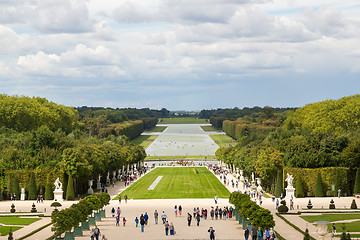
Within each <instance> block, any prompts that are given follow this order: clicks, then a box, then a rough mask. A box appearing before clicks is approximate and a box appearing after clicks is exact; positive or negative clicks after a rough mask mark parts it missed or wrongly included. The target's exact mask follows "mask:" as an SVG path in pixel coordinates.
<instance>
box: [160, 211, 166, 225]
mask: <svg viewBox="0 0 360 240" xmlns="http://www.w3.org/2000/svg"><path fill="white" fill-rule="evenodd" d="M161 219H162V220H163V224H165V221H166V214H165V212H164V211H163V213H162V214H161Z"/></svg>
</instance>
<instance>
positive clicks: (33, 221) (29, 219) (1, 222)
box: [0, 217, 41, 225]
mask: <svg viewBox="0 0 360 240" xmlns="http://www.w3.org/2000/svg"><path fill="white" fill-rule="evenodd" d="M40 219H41V218H22V217H0V223H2V224H4V225H29V224H32V223H34V222H36V221H38V220H40Z"/></svg>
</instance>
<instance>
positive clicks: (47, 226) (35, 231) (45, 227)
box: [18, 223, 51, 240]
= = = = = = =
> [The task]
For every line in the listing above that contains "clicks", copy that line.

> [Solved problem]
Within each <instance> block, any prompts that are given follow this order: clicks, then a box, then a rough mask. A box appearing before clicks is approximate and a box appearing after clicks is exact; positive or negative clicks after a rough mask mark parts it missed or wrongly included. The target's exact mask follows "mask:" as an SVG path in pixel coordinates.
positive clicks: (33, 221) (29, 219) (1, 222)
positive clicks: (47, 226) (35, 231) (45, 227)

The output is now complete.